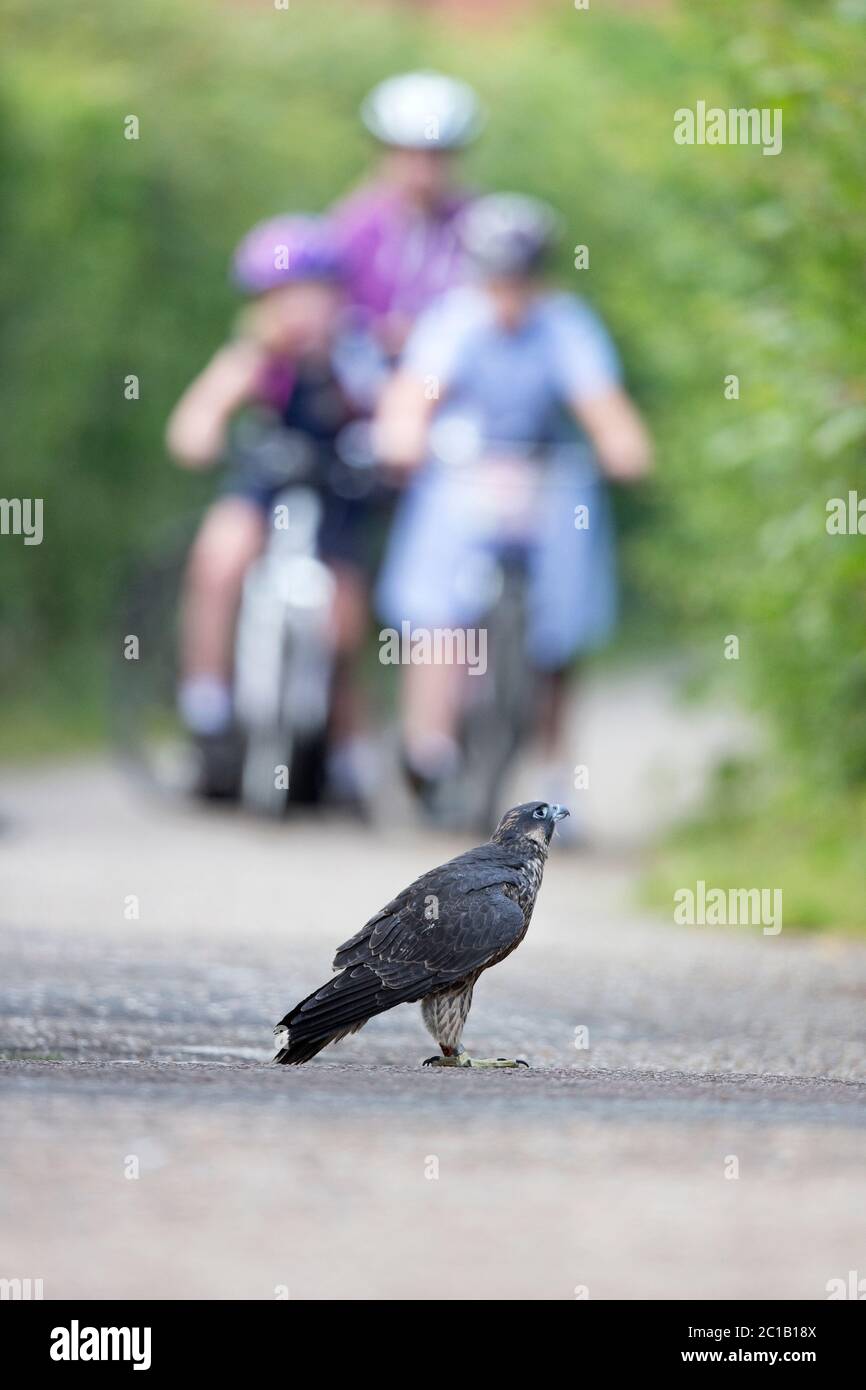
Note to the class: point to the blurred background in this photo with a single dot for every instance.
(704, 262)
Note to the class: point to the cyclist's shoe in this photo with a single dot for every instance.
(220, 761)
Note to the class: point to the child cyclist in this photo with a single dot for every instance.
(492, 373)
(295, 357)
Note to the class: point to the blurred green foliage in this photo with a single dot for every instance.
(705, 260)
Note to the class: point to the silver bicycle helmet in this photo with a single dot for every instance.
(423, 110)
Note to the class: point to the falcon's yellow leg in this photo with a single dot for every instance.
(464, 1059)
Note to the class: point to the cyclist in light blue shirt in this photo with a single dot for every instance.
(492, 382)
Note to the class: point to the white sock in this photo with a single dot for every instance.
(206, 705)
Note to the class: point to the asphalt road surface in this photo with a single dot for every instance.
(706, 1143)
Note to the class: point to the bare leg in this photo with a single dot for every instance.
(553, 702)
(350, 622)
(431, 702)
(228, 541)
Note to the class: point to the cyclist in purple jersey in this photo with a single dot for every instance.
(398, 234)
(296, 357)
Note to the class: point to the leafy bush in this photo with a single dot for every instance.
(706, 262)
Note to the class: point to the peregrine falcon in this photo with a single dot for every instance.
(431, 943)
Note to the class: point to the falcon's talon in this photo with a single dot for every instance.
(499, 1061)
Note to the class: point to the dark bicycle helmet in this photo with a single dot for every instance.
(508, 234)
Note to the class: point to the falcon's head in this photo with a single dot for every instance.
(531, 820)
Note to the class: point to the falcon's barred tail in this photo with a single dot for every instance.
(339, 1007)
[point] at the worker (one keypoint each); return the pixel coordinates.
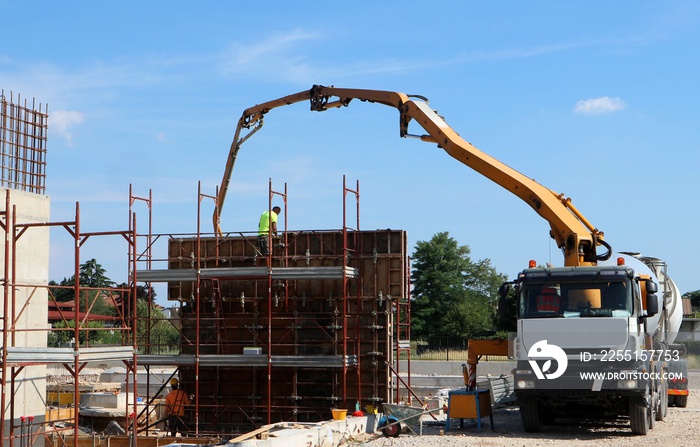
(266, 227)
(175, 403)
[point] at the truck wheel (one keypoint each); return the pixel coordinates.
(663, 404)
(639, 417)
(529, 415)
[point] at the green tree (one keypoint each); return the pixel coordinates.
(452, 295)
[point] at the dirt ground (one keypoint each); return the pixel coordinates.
(680, 429)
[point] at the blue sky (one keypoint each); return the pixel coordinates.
(598, 100)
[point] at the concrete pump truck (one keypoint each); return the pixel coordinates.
(594, 337)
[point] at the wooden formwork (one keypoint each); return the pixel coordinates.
(323, 340)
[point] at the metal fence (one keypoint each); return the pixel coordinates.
(444, 348)
(440, 348)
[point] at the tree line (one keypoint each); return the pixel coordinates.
(102, 297)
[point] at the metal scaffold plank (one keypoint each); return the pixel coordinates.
(278, 273)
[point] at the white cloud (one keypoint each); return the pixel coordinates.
(599, 106)
(63, 121)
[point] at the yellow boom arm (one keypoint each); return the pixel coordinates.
(572, 232)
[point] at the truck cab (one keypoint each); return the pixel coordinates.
(583, 344)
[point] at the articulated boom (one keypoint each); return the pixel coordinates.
(577, 238)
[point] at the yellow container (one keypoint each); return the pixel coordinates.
(338, 414)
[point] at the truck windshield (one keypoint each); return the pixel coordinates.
(576, 299)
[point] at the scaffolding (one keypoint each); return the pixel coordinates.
(287, 336)
(19, 295)
(263, 339)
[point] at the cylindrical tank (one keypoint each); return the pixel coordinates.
(670, 313)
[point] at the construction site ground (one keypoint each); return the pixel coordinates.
(680, 429)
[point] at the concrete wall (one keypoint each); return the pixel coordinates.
(30, 307)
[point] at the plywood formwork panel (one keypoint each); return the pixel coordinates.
(313, 316)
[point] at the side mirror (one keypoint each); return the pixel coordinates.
(503, 311)
(652, 300)
(652, 305)
(652, 288)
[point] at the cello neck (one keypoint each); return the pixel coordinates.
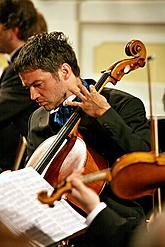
(66, 129)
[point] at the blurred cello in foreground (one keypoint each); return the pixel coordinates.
(140, 174)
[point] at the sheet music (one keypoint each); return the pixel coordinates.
(21, 210)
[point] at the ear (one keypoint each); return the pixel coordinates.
(65, 71)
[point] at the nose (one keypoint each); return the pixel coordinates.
(33, 93)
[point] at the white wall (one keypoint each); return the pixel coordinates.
(90, 23)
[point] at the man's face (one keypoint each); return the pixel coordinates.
(46, 89)
(5, 39)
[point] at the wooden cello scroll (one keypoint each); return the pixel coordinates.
(140, 174)
(137, 50)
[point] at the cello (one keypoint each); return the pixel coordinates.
(134, 48)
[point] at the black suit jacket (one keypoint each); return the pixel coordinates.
(15, 109)
(122, 129)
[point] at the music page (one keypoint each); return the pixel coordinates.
(21, 211)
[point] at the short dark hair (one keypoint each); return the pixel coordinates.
(47, 52)
(19, 13)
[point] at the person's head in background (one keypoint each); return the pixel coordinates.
(18, 21)
(41, 25)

§ **THE PROBLEM**
The preceding entries should be duplicated word for word; no picture belongs in the copy.

§ **WRITTEN SOLUTION**
Note to the class: point to the blurred background in this photo with a single dot for every instance.
(704, 262)
Note to the class: point to the cyclist's shoe in this photo with a single dot for every instance.
(220, 761)
Note to the class: point to the child cyclist in this photo with a single dot for every instance.
(492, 373)
(295, 357)
Note to the class: point to the blurred green foliage in this photo with a single dot for every instance.
(705, 260)
Note to the class: point to the silver bicycle helmet in this photo with a single dot for every instance.
(423, 110)
Note to the class: point to the falcon's yellow leg in this photo with a single dot for every instance.
(464, 1059)
Note to the class: point to the cyclist in light blue shirt in this photo with a single dot for every instance.
(492, 382)
Note to the class: point to the white sock in this photo with a single dot for every instance.
(206, 705)
Note to the class: point to the asphalt road surface in this photo with a single dot for every instance.
(706, 1143)
Note to the class: point to the bare leg in this photo with a single dot for every instance.
(553, 702)
(350, 622)
(431, 702)
(228, 541)
Note to the class: point to the cyclist in purple jersey in this photo with a single dot for every instance.
(398, 234)
(296, 357)
Note to the class: point to the leafy bush in this photo with a single dot for every instance.
(706, 262)
Note to the class: point to the peregrine falcon in this photo with a single dot for every instance.
(431, 943)
Note to the class: point to the falcon's talon in this photo with a single dot for every instance.
(499, 1061)
Note to the class: point to the dark bicycle helmet in this photo with a single dot for every instance.
(508, 234)
Note to the class: point to the falcon's head in this photo with a single dot for every instance.
(531, 820)
Note to the class: point to the falcon's barred tail in this photo with a single dot for every instance.
(339, 1007)
[point] at the worker (one keypoint each); return the pixel coordinates.
(266, 227)
(175, 403)
[point] at the truck wheel (one keypoint each); return the pixel coordinates.
(663, 404)
(639, 417)
(529, 415)
[point] at the green tree (one keypoint each); return the pixel coordinates.
(452, 295)
[point] at the dirt ground (one keypoint each); return the pixel coordinates.
(680, 429)
[point] at the blue sky (one keypoint each); return the pixel coordinates.
(598, 100)
[point] at the concrete pump truck (one keypoint each); return the pixel coordinates.
(594, 337)
[point] at the wooden formwork (one keypoint each); return the pixel coordinates.
(323, 340)
[point] at the metal fence (one keypoint each); return the pixel coordinates.
(444, 348)
(440, 348)
[point] at the tree line (one keypoint each); return the pixel coordinates.
(102, 297)
[point] at the metal scaffold plank (one keypoint each); return the pixel coordinates.
(278, 273)
[point] at the white cloud (one keypoint each); return the pixel coordinates.
(599, 106)
(63, 121)
[point] at the yellow boom arm (one keypoint each); return the pixel coordinates.
(572, 232)
[point] at the truck cab (one keypoint each); return the pixel coordinates.
(583, 344)
[point] at the articulated boom (one keypoint each); return the pixel coordinates.
(577, 238)
[point] at the yellow container (one keypoint each); return the pixel coordinates.
(338, 414)
[point] at the truck windshield (one keypoint each); return the pixel coordinates.
(576, 299)
[point] at the scaffolding (one keypoint each); return the pixel coordinates.
(287, 336)
(19, 295)
(263, 339)
[point] at the cylindrical tank (one keypoint each); return the pixel coordinates.
(670, 313)
[point] at the construction site ground (one keypoint each); return the pixel coordinates.
(680, 429)
[point] at the concrete wall (one keypoint each); return the pixel coordinates.
(30, 307)
[point] at the plywood formwork panel (one keypoint each); return the pixel coordinates.
(313, 316)
[point] at the side mirror (one keypoint each); return the pixel coordinates.
(503, 311)
(652, 300)
(652, 305)
(652, 288)
[point] at the cello neck (one keypoint each); return the pixel coordinates.
(66, 129)
[point] at the blurred cello in foreground (one keypoint each); return the pixel coordinates.
(140, 174)
[point] at the sheet music (one keypoint each); return the pixel coordinates.
(21, 210)
[point] at the ear (one keypoint each); return the pixel coordinates.
(65, 71)
[point] at the nose (one keypoint each); return the pixel coordinates.
(33, 93)
[point] at the white wall (one keypoint each); return the pixel coordinates.
(90, 23)
[point] at the man's face (one keypoint each); return the pixel coordinates.
(46, 89)
(5, 39)
[point] at the wooden cello scroll (one keypoint each); return the pixel coordinates.
(140, 174)
(137, 50)
[point] at the cello (one keypoint each); return the pixel coordinates.
(134, 48)
[point] at the black suit jacket (one keypoint each); return the pixel coordinates.
(15, 109)
(122, 129)
[point] at the music page (one keypoint each); return the pixel coordinates.
(21, 211)
[point] at the short dark hair (one keypoint each); return the pixel coordinates.
(47, 52)
(19, 13)
[point] at the person's head in background (one keypoint each); return the pixel coordinates.
(18, 21)
(41, 25)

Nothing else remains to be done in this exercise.